EXTRACTED MATERIAL:
::::::::
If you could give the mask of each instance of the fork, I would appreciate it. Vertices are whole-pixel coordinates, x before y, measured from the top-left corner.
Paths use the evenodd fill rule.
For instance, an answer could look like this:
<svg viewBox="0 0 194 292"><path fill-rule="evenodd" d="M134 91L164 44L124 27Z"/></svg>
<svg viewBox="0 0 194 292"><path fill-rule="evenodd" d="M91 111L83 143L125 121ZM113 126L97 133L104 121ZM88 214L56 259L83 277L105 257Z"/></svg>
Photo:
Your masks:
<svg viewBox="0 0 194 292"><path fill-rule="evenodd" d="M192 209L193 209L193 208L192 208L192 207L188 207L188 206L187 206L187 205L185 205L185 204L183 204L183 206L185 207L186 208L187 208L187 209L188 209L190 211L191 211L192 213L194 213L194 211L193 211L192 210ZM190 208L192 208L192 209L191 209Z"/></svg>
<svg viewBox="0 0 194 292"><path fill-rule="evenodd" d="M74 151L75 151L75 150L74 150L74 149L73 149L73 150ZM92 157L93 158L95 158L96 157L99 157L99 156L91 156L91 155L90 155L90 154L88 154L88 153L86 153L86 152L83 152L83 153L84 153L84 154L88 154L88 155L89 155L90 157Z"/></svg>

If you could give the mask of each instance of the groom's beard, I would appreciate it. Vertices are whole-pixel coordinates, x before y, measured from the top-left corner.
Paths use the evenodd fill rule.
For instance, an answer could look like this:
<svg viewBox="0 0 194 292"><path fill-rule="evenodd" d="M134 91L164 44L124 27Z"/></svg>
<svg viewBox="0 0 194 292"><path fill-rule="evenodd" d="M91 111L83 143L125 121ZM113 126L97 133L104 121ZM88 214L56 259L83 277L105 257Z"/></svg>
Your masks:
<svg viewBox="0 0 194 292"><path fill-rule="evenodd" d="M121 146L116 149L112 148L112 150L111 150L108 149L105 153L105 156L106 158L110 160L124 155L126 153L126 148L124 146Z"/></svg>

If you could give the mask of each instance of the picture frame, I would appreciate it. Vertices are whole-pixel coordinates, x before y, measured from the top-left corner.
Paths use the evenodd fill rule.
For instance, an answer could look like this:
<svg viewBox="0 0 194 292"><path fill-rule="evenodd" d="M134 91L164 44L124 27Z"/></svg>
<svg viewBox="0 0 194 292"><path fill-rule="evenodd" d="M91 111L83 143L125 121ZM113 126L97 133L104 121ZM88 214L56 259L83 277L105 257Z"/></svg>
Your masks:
::::::::
TASK DETAILS: Please render the data, from its first line through the line containing "209L193 209L193 208L192" (both included), as a Markdown table with the columns Row and Line. Give each line a numbered row and leave out blank lines.

SOLUTION TO THIS TASK:
| Row | Line |
|---|---|
| 1 | If you could give the mask of each instance of the fork, I would appreciate it. Vertices are whole-pixel coordinates, x before y, measured from the top-left corner. |
| 2 | Paths use the evenodd fill rule. |
| 3 | For instance, an answer could look like this: |
| 4 | <svg viewBox="0 0 194 292"><path fill-rule="evenodd" d="M134 91L164 44L124 27Z"/></svg> |
| 5 | <svg viewBox="0 0 194 292"><path fill-rule="evenodd" d="M91 111L83 143L125 121ZM113 126L97 133L104 121ZM88 214L56 259L83 277L105 257Z"/></svg> |
| 6 | Photo: |
| 7 | Your masks: |
| 8 | <svg viewBox="0 0 194 292"><path fill-rule="evenodd" d="M192 209L193 209L193 208L192 208L192 207L188 207L188 206L187 206L187 205L185 205L185 204L183 204L183 206L185 207L186 208L187 208L187 209L188 209L190 211L191 211L192 213L194 213L194 211L193 211L192 210ZM190 208L192 208L192 209L191 209Z"/></svg> |